━━ Exercise data

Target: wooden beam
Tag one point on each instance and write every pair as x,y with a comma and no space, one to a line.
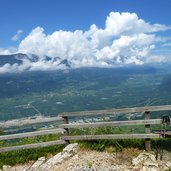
118,111
65,121
28,121
112,123
32,134
29,146
147,131
110,136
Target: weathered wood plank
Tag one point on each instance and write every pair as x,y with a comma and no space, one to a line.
29,146
110,136
32,134
118,111
28,121
112,123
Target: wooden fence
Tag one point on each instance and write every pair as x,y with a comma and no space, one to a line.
65,127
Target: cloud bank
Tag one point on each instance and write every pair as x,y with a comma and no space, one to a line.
17,35
125,39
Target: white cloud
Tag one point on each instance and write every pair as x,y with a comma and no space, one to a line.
125,39
17,35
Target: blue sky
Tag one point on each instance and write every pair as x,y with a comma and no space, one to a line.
72,14
106,31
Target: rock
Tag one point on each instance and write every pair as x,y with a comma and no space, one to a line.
67,152
168,164
71,148
36,165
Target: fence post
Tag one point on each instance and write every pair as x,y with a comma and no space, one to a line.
65,121
147,131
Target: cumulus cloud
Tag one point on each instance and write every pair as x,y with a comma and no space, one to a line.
17,35
125,39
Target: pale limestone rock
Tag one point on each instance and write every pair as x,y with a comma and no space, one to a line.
67,152
38,163
71,148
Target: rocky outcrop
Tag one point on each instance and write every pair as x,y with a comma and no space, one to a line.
74,159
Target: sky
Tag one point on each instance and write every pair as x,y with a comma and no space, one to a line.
87,32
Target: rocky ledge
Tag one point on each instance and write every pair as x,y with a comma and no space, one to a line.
72,158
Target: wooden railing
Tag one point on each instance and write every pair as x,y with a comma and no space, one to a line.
65,127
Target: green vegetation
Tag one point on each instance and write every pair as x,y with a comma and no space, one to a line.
51,93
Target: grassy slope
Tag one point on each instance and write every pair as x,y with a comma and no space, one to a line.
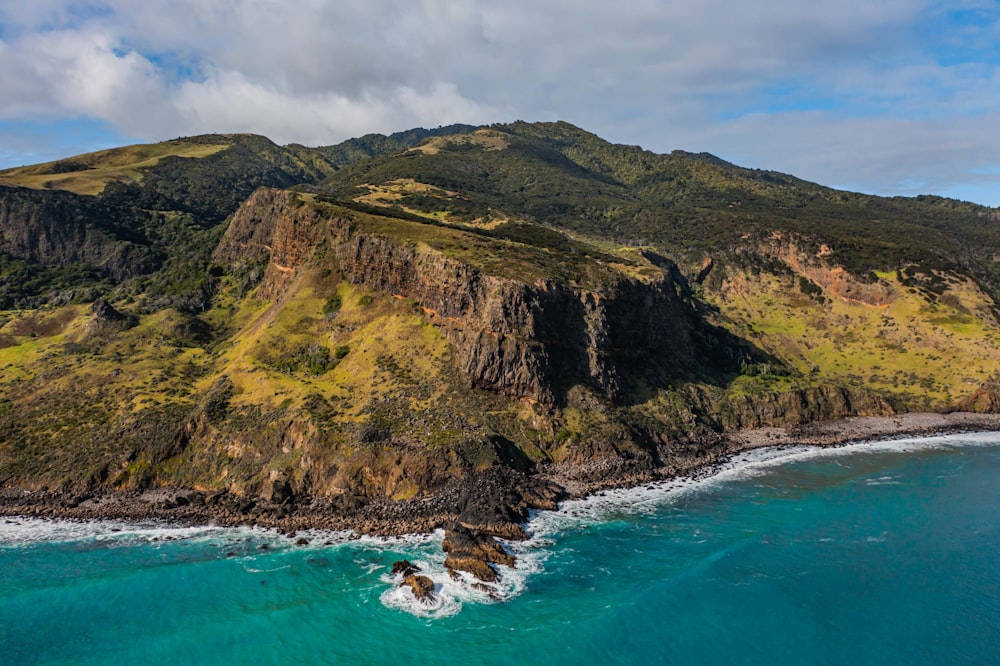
594,202
90,173
927,353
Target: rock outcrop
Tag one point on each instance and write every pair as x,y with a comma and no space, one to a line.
526,340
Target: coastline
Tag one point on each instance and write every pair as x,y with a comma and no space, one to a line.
421,516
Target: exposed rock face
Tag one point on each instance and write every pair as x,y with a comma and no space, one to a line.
794,407
422,586
523,340
59,229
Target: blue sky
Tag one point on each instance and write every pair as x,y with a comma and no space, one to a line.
896,97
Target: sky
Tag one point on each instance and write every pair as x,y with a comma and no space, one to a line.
895,97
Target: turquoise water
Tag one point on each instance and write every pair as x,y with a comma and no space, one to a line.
873,554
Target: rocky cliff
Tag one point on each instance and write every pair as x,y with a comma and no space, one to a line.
530,340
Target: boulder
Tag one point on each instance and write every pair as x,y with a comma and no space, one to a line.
422,586
404,568
472,565
461,541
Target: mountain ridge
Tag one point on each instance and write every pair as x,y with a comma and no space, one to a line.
375,321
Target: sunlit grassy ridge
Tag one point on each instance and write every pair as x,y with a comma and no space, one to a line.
359,388
90,173
926,352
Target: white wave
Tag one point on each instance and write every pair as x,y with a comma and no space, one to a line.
19,531
652,497
452,593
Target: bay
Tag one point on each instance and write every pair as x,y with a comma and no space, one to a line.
874,553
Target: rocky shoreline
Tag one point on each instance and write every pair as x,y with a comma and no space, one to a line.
474,512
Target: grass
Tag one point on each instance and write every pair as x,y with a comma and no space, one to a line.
913,346
89,174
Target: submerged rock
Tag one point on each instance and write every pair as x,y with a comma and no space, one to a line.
422,586
404,568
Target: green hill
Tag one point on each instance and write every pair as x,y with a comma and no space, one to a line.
379,317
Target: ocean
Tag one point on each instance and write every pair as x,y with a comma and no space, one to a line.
877,553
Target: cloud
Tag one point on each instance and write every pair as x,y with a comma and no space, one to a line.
854,81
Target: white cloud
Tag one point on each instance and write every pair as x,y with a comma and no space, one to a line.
735,78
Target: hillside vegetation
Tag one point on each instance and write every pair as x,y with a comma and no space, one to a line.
378,317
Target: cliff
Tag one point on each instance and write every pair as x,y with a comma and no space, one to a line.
529,340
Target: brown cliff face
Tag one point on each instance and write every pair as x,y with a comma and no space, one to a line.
526,340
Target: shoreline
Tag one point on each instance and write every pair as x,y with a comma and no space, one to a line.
542,490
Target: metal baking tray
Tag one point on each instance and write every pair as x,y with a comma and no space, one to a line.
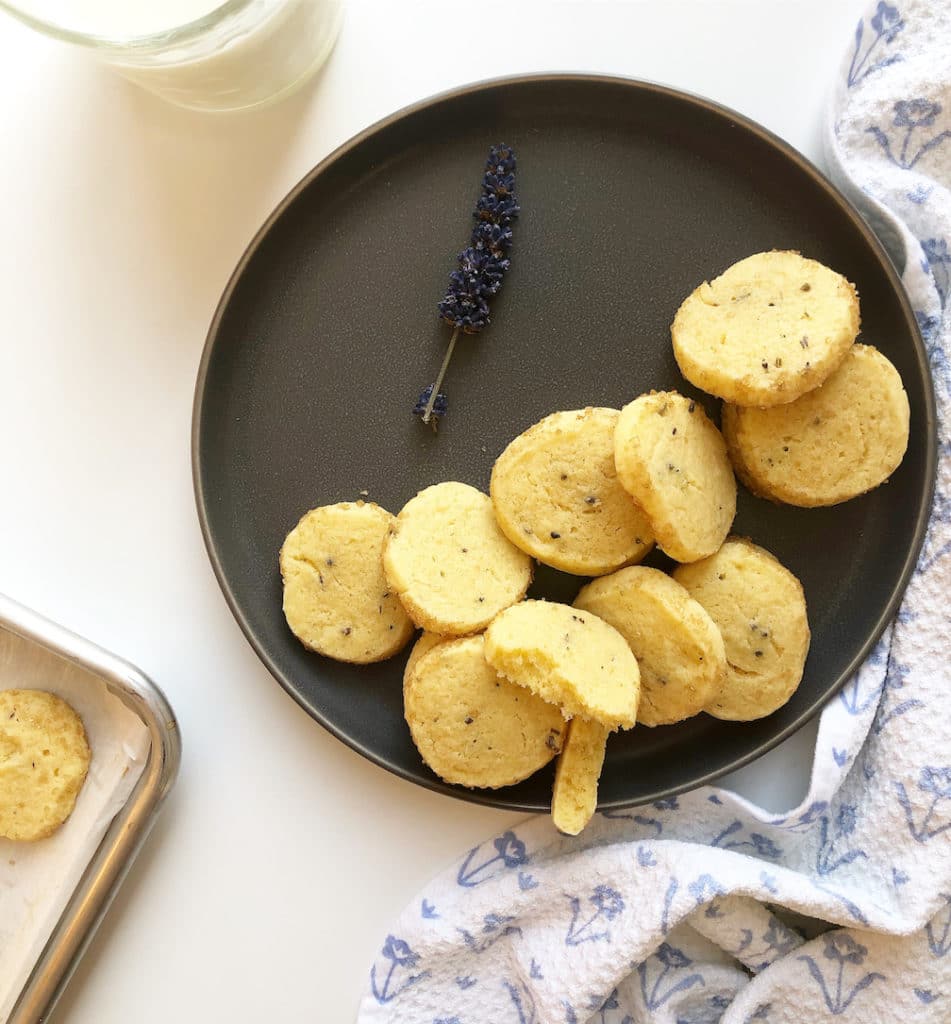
129,828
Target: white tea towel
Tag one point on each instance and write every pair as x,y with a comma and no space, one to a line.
686,910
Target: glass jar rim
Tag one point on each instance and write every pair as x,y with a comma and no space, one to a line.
153,40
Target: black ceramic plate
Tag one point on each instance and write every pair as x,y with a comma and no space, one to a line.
632,195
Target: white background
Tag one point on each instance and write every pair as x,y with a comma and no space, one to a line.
282,856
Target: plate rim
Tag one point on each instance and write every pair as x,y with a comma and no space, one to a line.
488,798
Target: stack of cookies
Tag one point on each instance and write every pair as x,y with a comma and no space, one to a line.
496,685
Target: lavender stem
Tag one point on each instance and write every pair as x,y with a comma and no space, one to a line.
428,412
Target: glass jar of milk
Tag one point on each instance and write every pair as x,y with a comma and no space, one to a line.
206,54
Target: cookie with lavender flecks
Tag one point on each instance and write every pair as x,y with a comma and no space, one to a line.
834,443
576,773
556,496
336,598
473,727
448,561
673,461
760,608
769,329
678,646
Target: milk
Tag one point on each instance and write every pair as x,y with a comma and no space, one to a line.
242,57
119,18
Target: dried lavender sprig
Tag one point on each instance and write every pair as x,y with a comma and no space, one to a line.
439,404
434,393
481,265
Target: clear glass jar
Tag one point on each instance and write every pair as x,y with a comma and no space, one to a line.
204,54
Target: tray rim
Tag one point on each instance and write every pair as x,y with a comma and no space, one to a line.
128,830
848,208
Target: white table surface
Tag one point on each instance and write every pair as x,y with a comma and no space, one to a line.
282,856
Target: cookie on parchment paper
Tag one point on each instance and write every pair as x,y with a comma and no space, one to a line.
44,760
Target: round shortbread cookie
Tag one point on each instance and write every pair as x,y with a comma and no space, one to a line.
556,496
768,330
760,609
677,644
674,462
568,657
336,598
473,727
44,759
574,797
838,441
450,564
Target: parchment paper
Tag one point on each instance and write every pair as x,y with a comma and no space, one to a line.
37,879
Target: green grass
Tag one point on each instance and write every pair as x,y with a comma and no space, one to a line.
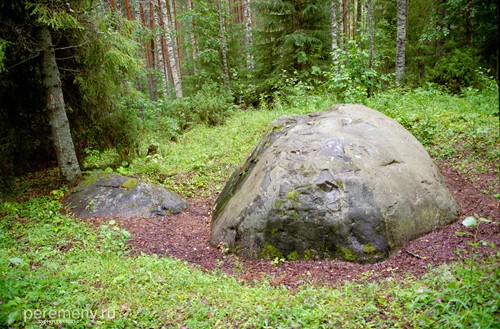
51,264
463,130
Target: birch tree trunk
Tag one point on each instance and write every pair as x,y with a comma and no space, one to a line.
247,17
400,41
334,33
61,134
171,55
223,44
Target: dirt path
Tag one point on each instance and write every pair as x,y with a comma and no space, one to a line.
185,236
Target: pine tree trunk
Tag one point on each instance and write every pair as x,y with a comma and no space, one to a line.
345,22
400,41
128,10
334,33
440,26
371,30
192,41
171,55
223,42
61,134
153,52
162,51
112,5
247,16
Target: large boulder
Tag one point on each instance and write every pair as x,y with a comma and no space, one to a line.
347,183
105,194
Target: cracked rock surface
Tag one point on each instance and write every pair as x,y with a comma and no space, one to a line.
347,183
111,195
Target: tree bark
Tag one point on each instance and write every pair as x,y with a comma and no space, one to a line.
171,55
162,52
247,16
223,42
334,33
371,31
400,41
61,134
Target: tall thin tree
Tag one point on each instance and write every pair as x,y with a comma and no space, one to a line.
400,40
334,33
223,44
61,134
247,18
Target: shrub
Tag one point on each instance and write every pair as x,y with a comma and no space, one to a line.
458,70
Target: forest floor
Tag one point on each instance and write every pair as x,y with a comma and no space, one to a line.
185,236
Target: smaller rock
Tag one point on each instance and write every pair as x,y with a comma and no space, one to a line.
111,195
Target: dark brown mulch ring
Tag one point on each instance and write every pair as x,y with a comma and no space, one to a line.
185,236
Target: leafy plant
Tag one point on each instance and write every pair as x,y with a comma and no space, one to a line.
474,222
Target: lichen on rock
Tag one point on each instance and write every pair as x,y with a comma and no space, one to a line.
105,194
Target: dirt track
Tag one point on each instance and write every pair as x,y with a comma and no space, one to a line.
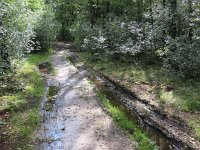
77,121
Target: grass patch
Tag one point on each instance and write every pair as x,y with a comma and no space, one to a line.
185,94
23,106
183,98
127,125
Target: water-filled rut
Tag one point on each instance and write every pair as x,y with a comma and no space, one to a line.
73,118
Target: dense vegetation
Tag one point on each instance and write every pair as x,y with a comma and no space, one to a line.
160,30
155,42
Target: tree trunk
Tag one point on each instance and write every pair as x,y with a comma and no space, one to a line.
190,11
173,17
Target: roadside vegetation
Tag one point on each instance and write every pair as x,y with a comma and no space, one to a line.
149,46
180,100
20,110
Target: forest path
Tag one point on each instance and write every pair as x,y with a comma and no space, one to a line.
77,121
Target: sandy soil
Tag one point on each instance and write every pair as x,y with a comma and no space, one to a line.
77,121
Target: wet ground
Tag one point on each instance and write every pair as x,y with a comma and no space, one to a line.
75,120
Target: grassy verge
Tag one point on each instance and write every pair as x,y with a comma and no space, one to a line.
127,125
177,97
22,115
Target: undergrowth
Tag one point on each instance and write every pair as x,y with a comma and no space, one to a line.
20,110
184,95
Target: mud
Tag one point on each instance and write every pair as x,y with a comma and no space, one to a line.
76,121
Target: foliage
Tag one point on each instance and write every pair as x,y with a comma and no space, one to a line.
23,104
46,29
165,30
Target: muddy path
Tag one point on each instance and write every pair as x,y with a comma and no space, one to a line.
73,119
167,132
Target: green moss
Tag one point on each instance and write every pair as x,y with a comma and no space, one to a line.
185,95
127,125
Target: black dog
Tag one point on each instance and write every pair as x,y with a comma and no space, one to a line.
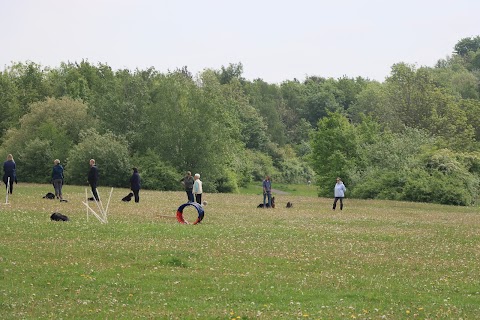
128,197
267,205
56,216
49,196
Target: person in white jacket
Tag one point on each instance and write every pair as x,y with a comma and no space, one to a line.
339,191
197,188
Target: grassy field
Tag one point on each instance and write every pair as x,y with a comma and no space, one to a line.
291,190
374,260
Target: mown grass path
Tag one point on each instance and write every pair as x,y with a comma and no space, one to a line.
374,260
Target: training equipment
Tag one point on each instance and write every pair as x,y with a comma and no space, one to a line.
201,212
102,217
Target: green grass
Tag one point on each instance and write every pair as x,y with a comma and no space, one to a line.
285,189
374,260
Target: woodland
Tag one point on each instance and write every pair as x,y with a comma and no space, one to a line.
414,137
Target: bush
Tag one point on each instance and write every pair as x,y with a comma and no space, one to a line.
110,153
156,174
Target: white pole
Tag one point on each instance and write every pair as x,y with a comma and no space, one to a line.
8,186
86,200
108,203
94,213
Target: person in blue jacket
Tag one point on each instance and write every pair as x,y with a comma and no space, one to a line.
267,192
57,178
9,171
339,192
135,184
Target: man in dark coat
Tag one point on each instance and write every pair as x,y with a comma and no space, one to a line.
93,178
9,171
135,184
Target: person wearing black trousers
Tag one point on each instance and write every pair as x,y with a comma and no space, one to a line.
93,178
135,184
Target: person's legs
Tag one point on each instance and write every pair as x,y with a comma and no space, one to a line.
335,203
11,185
57,184
136,193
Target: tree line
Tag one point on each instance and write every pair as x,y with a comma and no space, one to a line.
413,137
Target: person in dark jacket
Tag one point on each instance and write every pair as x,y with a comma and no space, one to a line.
9,171
135,184
57,178
187,183
93,178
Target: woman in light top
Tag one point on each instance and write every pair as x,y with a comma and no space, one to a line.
339,191
197,188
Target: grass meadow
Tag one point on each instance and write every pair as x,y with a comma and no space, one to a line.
374,260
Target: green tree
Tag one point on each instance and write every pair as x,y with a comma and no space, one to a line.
110,153
334,151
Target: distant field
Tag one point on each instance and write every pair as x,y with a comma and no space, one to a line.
374,260
285,189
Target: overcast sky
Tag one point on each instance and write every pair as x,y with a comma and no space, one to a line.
274,40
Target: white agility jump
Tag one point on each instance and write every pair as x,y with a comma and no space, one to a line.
102,216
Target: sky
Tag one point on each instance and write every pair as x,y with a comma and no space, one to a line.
274,40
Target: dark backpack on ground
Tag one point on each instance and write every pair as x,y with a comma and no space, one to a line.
49,196
56,216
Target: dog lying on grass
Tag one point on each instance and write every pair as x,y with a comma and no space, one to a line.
56,216
49,195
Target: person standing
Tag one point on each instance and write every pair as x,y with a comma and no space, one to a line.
57,178
267,192
135,184
93,178
197,188
9,171
187,183
339,192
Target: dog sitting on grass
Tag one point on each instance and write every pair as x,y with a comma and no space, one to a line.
56,216
49,195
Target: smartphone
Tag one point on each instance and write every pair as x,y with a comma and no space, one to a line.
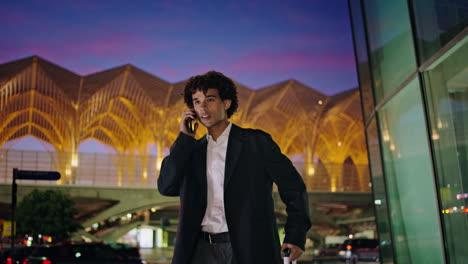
189,124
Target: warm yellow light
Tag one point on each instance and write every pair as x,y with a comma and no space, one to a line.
386,136
158,163
74,160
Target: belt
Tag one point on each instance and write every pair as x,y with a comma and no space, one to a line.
215,238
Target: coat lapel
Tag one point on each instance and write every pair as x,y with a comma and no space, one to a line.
233,152
203,143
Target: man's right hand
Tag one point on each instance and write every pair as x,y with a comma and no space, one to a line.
186,115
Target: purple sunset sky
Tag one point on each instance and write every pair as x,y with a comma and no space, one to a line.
257,43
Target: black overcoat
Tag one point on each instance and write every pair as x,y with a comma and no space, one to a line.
253,163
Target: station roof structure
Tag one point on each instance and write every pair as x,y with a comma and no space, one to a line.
129,111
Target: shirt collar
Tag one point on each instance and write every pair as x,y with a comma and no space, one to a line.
223,135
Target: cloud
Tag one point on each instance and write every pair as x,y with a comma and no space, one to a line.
169,72
290,61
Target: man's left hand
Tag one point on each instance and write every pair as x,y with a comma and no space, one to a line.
296,251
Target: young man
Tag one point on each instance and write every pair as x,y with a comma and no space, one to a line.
225,182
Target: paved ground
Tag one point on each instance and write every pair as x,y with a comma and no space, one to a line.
163,256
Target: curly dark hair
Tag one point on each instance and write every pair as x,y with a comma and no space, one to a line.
212,80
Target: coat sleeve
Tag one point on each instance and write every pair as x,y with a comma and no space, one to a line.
292,191
174,166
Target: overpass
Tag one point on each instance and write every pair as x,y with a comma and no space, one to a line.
100,203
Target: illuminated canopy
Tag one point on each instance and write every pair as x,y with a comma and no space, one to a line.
130,110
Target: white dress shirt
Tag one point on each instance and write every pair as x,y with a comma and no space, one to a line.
214,220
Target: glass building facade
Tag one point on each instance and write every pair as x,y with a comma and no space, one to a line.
412,59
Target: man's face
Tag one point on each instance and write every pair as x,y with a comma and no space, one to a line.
210,109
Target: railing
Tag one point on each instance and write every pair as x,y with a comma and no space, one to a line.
129,170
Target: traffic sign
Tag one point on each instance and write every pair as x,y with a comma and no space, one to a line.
36,175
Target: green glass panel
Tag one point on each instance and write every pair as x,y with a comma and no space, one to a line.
392,55
409,179
437,22
361,58
446,86
378,187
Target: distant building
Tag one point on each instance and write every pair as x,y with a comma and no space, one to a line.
412,59
131,111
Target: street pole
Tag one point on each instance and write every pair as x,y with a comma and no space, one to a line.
26,175
14,189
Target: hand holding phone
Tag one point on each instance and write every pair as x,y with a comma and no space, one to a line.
188,124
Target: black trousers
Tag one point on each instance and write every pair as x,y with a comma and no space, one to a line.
217,253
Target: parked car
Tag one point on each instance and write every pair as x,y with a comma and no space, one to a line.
20,254
330,250
80,253
126,251
354,250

━━━━

** Exercise aim **
Reproduce exactly, with nothing added, the lines from the one that contains "Target: traffic sign" to the end of the data.

** Result **
Target: traffic sign
Tag one point on each instance and write every pair as x,y with a comma and no space, one to a line.
36,175
Target: green glass panel
Tag one point on each instance and write every pair as x,y with a comma and no space, one to a line.
392,55
409,179
437,22
361,58
446,86
378,187
Target: distant building
Tag one point on each instance and write every pair as x,y with a comma and no space, one to a line.
412,59
131,111
Target: street pole
Tag one point on each instance and write every pair as x,y with a comma and no space, one to a line.
26,175
14,189
Target: hand holding phone
Tag one point on each instance and write every pair as x,y with a comma and no space, one to a line.
188,124
Target: black trousers
Tag one point on each instance and write every pair as x,y with a comma and no space, one to a line.
217,253
Target: parked car
Tag one point on each instance and write every pair as x,y with a comma and no space, one to a line.
20,254
330,250
80,253
126,251
354,250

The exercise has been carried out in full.